● **EXERCISE BRIEF**: Gather every line below that contains the string "face" and copy each one out. Case counts.

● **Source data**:

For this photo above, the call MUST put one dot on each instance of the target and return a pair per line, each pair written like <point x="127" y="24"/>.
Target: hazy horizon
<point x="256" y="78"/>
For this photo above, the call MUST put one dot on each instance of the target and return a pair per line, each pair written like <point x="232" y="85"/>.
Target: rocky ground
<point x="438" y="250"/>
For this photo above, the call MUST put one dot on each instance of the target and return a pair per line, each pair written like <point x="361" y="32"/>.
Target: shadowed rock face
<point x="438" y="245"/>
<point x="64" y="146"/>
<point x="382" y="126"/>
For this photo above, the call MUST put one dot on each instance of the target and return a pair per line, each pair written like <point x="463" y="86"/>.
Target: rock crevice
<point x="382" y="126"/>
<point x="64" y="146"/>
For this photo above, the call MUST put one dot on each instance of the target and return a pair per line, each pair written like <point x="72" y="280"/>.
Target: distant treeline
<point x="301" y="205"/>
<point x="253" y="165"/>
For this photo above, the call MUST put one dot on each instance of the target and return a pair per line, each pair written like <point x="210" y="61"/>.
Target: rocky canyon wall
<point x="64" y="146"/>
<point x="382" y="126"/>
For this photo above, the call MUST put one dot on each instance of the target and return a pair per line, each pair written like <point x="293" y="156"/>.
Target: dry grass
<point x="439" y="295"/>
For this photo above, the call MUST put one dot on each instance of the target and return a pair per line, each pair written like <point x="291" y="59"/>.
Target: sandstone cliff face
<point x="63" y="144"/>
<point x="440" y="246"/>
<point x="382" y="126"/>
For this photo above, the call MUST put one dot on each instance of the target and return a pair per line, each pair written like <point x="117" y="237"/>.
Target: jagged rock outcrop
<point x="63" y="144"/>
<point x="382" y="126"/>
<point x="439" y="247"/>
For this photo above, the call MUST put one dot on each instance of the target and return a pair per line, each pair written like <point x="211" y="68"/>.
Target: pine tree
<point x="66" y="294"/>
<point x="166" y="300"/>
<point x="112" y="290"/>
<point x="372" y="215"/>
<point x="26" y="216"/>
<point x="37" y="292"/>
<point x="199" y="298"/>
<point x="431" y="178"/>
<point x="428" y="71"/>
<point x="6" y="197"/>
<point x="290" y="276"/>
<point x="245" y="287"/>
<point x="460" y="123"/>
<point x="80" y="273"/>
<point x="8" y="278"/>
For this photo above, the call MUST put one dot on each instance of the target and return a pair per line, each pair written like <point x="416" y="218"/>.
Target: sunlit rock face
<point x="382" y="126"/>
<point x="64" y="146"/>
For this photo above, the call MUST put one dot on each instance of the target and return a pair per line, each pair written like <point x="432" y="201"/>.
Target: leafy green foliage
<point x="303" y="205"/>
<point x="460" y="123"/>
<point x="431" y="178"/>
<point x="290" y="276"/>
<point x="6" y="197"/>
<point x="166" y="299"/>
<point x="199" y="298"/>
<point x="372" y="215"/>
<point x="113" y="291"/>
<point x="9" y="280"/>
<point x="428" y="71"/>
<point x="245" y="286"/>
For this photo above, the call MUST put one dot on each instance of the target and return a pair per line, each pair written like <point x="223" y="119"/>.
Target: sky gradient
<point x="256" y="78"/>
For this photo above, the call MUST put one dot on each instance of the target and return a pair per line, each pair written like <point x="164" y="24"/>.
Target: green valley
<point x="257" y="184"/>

● **TASK OUTPUT**:
Target: shadowed rock face
Target: sandstone cliff face
Target: sunlit rock face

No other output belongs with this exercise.